═════ Extracted material ═════

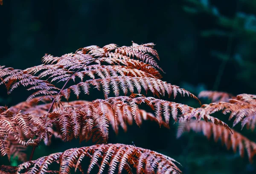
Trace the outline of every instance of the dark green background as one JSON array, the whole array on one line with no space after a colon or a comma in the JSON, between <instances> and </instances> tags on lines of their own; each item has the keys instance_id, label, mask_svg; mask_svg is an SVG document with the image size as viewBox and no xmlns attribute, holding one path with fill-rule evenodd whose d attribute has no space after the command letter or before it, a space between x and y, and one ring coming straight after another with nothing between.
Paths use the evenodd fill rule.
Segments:
<instances>
[{"instance_id":1,"label":"dark green background","mask_svg":"<svg viewBox=\"0 0 256 174\"><path fill-rule=\"evenodd\" d=\"M61 56L92 45L154 42L165 72L163 80L196 95L206 90L255 94L256 20L249 28L246 24L256 13L256 1L252 0L3 0L0 65L24 69L40 64L45 53ZM4 86L0 91L0 104L8 106L30 94L23 87L9 96ZM102 96L97 92L81 99ZM199 106L187 97L175 101ZM226 121L227 117L219 118ZM134 142L169 155L182 164L186 174L256 173L255 162L250 164L247 157L241 159L219 142L192 133L176 140L177 125L168 130L155 123L144 123L117 136L111 132L109 142ZM240 130L239 126L236 128ZM255 133L241 132L256 140ZM34 157L90 144L57 141L50 148L37 149ZM6 158L0 160L0 164L8 164Z\"/></svg>"}]
</instances>

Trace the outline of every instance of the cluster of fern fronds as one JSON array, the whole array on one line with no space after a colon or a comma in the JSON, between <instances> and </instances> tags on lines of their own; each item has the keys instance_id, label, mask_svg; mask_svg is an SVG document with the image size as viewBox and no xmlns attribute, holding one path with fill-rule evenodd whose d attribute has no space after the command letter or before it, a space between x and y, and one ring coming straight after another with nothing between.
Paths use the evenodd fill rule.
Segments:
<instances>
[{"instance_id":1,"label":"cluster of fern fronds","mask_svg":"<svg viewBox=\"0 0 256 174\"><path fill-rule=\"evenodd\" d=\"M168 127L170 118L176 122L203 119L210 120L220 129L223 128L226 130L225 135L232 134L227 125L209 115L224 110L224 113L231 113L230 118L236 116L235 122L242 119L243 125L254 128L252 114L255 113L253 105L255 103L252 95L238 96L229 102L218 103L214 108L215 104L195 109L160 99L165 95L173 95L175 98L179 94L187 95L200 103L189 92L161 80L160 71L162 70L156 60L159 57L154 46L152 43L139 45L134 43L130 46L92 46L60 57L46 55L42 58L43 64L25 70L0 67L0 84L5 85L8 93L20 85L35 91L26 102L9 108L0 107L1 155L7 155L9 159L11 155L17 156L25 161L27 158L23 151L28 146L33 147L29 160L17 167L17 173L66 173L70 172L71 168L83 172L81 160L85 157L91 159L88 173L97 166L99 173L108 168L109 173L114 173L116 169L119 173L123 169L131 173L134 169L137 173L181 173L175 161L165 155L134 146L105 144L109 127L117 133L120 128L126 131L127 125L134 121L139 126L143 120L150 119ZM82 93L89 95L92 87L102 91L105 99L68 101L73 94L77 99ZM157 98L145 96L149 93ZM40 101L44 103L40 104ZM140 109L141 104L149 106L154 114ZM238 113L235 106L244 110ZM214 127L207 122L195 124ZM40 142L44 141L49 145L52 136L64 141L92 139L101 144L32 160ZM239 142L246 143L246 139L240 138ZM58 171L49 169L55 162L60 165Z\"/></svg>"}]
</instances>

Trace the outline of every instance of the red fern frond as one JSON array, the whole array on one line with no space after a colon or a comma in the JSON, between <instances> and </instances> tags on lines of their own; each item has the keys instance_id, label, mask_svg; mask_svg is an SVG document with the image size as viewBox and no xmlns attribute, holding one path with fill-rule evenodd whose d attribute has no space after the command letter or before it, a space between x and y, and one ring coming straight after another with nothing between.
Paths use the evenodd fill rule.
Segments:
<instances>
[{"instance_id":1,"label":"red fern frond","mask_svg":"<svg viewBox=\"0 0 256 174\"><path fill-rule=\"evenodd\" d=\"M207 98L212 102L228 102L230 99L236 98L232 94L224 92L203 91L198 94L198 98Z\"/></svg>"},{"instance_id":2,"label":"red fern frond","mask_svg":"<svg viewBox=\"0 0 256 174\"><path fill-rule=\"evenodd\" d=\"M104 171L121 174L124 170L131 172L132 168L137 173L181 174L175 160L154 151L122 144L95 145L89 147L74 148L63 153L52 154L36 160L23 163L18 166L17 174L24 173L28 169L29 173L47 173L50 165L55 162L59 164L59 173L70 173L73 168L84 172L81 162L85 157L90 159L87 171L90 173L98 166L98 174Z\"/></svg>"},{"instance_id":3,"label":"red fern frond","mask_svg":"<svg viewBox=\"0 0 256 174\"><path fill-rule=\"evenodd\" d=\"M192 121L181 123L178 128L177 137L179 138L184 132L193 130L196 133L202 132L204 135L209 139L212 135L214 140L217 142L220 139L222 145L225 144L227 148L229 150L232 147L236 153L237 148L241 157L243 157L244 150L247 151L249 161L252 162L253 158L256 154L256 143L242 135L234 130L233 133L222 127L218 126L211 123L204 122Z\"/></svg>"},{"instance_id":4,"label":"red fern frond","mask_svg":"<svg viewBox=\"0 0 256 174\"><path fill-rule=\"evenodd\" d=\"M256 96L243 94L237 96L236 99L230 99L229 102L212 103L203 104L201 107L192 110L185 115L183 119L189 120L192 117L197 119L209 117L210 114L221 111L224 114L230 113L229 119L236 117L233 123L235 126L241 122L242 128L247 125L247 128L253 130L256 123Z\"/></svg>"}]
</instances>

═════

* [Written task]: Report, in full, every line of the entries above that contains the string "background".

* [Exercise answer]:
Trace the outline of every instance of the dark green background as one JSON array, the whole array on one line with no space after a colon or a comma in the JSON, between <instances> and </instances> tags on lines of their own; each item has the keys instance_id, label, mask_svg; mask_svg is an SVG document with the image size as viewBox and no xmlns attribute, holding one path with fill-rule evenodd whose d attribute has no space after the command letter or before it, a space between x and y, and one ring coming straight after another with nothing between.
[{"instance_id":1,"label":"dark green background","mask_svg":"<svg viewBox=\"0 0 256 174\"><path fill-rule=\"evenodd\" d=\"M61 56L92 45L154 42L165 72L163 80L196 95L206 90L255 94L256 20L249 28L246 24L256 13L256 1L252 0L3 0L0 65L24 69L40 64L45 53ZM4 86L0 91L0 104L8 106L30 94L23 87L9 96ZM102 96L97 92L81 99ZM199 106L187 97L175 101ZM226 121L227 117L219 118ZM134 142L169 155L182 164L186 174L256 173L255 162L250 164L247 157L241 159L219 142L192 133L176 140L177 125L168 130L155 123L144 123L117 136L111 132L109 142ZM240 130L239 126L236 128ZM255 133L241 132L256 140ZM34 157L90 144L57 141L50 148L37 149ZM6 158L0 160L0 164L8 164Z\"/></svg>"}]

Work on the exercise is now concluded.